- Supplied material -
....................

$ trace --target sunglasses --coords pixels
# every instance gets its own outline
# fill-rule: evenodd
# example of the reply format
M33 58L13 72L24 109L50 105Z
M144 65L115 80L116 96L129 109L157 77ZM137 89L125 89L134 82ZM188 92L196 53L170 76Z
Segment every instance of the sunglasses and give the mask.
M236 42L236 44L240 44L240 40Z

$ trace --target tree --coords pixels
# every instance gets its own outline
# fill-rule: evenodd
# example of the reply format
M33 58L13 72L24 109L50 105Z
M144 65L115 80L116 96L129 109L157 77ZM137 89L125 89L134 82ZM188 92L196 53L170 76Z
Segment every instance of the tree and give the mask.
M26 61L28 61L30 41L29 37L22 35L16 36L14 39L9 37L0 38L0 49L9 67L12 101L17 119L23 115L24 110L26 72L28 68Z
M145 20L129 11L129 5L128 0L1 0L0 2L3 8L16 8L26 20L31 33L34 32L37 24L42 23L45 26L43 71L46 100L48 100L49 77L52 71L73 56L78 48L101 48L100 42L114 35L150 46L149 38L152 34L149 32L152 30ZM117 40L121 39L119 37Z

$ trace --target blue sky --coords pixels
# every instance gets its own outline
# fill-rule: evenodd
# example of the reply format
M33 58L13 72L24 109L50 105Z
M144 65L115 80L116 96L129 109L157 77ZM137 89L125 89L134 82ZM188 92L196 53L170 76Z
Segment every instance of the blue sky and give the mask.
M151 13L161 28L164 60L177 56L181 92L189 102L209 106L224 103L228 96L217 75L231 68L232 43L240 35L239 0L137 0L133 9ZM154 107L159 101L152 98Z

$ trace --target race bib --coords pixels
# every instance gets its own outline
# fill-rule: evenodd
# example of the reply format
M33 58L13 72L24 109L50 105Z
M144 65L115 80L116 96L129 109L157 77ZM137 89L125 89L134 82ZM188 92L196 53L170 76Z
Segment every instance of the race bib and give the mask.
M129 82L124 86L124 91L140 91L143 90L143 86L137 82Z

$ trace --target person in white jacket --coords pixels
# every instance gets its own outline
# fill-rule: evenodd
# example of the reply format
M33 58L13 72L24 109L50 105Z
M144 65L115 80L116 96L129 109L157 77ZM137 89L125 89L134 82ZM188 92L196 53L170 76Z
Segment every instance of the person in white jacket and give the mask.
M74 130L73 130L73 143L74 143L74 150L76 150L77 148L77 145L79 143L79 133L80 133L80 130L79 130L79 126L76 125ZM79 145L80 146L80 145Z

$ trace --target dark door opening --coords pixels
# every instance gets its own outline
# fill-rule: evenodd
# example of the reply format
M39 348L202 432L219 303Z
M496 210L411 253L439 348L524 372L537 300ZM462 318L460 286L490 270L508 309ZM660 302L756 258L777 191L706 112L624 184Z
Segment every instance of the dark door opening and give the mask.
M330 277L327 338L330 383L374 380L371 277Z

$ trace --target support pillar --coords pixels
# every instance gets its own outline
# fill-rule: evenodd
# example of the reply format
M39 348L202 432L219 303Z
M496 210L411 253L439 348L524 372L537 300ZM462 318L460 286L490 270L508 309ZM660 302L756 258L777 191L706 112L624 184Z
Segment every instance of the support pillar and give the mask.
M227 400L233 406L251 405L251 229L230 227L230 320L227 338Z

....................

Using the data above, print every record exactly as shown.

$ trace --target sunglasses --coords pixels
# every instance gets its own outline
# fill-rule: evenodd
# example of the reply format
M33 58L13 72L24 109L50 105Z
M144 65L115 80L116 96L129 109L157 77ZM137 89L125 89L134 82ZM188 92L196 53L170 76Z
Segment every instance of the sunglasses and give the mask.
M236 42L236 44L240 44L240 40Z

$ trace --target tree --coords pixels
# every instance gets its own outline
# fill-rule: evenodd
# example of the reply format
M33 58L13 72L24 109L50 105Z
M144 65L115 80L116 96L129 109L157 77ZM137 89L125 89L134 82ZM188 92L196 53L170 76Z
Segment every instance of the tree and give the mask.
M26 61L28 61L30 41L29 37L22 35L16 36L14 39L9 37L0 38L0 49L9 67L12 101L17 119L23 115L24 110L26 72L28 68Z
M145 20L129 11L129 5L128 0L1 0L0 2L3 8L16 8L26 20L31 33L34 32L37 24L42 23L45 26L43 71L46 100L48 100L49 77L52 71L73 56L78 48L101 48L100 42L114 35L150 46L149 38L152 34L149 32L152 30ZM117 40L121 39L119 37Z

$ trace --target blue sky --coords pixels
# every instance gets its own outline
# fill-rule: evenodd
# example of the reply format
M33 58L13 72L24 109L50 105Z
M144 65L115 80L116 96L129 109L157 77ZM137 89L125 89L134 82ZM188 92L196 53L170 76Z
Segment every instance of the blue sky and give the mask.
M151 13L161 28L164 60L177 56L181 92L189 102L209 106L224 103L228 96L217 75L231 68L232 43L240 35L239 0L137 0L133 9ZM154 107L159 101L152 98Z

$ trace --target race bib --coords pixels
# every instance gets its own outline
# fill-rule: evenodd
# example of the reply format
M33 58L13 72L24 109L50 105Z
M144 65L115 80L116 96L129 109L157 77ZM137 89L125 89L134 82ZM188 92L196 53L170 76Z
Segment every instance of the race bib and give the mask.
M129 82L124 86L124 91L140 91L143 90L143 86L137 82Z

$ trace --target person in white jacket --coords pixels
# every instance gets its own outline
# fill-rule: evenodd
# example of the reply format
M33 58L13 72L24 109L50 105Z
M144 65L115 80L116 96L129 109L157 77ZM137 89L125 89L134 82ZM188 92L196 53L170 76Z
Segment every instance of the person in white jacket and give the mask.
M74 130L73 130L73 143L74 143L74 150L76 150L77 148L77 145L79 143L79 133L80 133L80 130L79 130L79 126L76 125ZM79 145L80 146L80 145Z

$ trace --target dark door opening --coords pixels
# every instance gets its own outline
# fill-rule: evenodd
# example of the reply format
M39 348L202 432L219 303Z
M496 210L411 253L439 348L524 372L537 300ZM462 318L460 286L490 270L508 309ZM660 302L756 258L777 191L706 112L624 184Z
Segment every instance of the dark door opening and give the mask.
M330 277L327 338L330 383L374 380L371 277Z

$ trace --target support pillar --coords pixels
# every instance gets its own outline
# fill-rule: evenodd
# example of the reply format
M39 348L202 432L219 303Z
M496 210L411 253L439 348L524 372L537 300ZM462 318L460 286L490 270L508 309ZM660 302L756 258L777 191L706 112L624 184Z
Segment every instance of the support pillar and give the mask.
M227 400L233 406L251 405L251 229L230 227L230 320L227 338Z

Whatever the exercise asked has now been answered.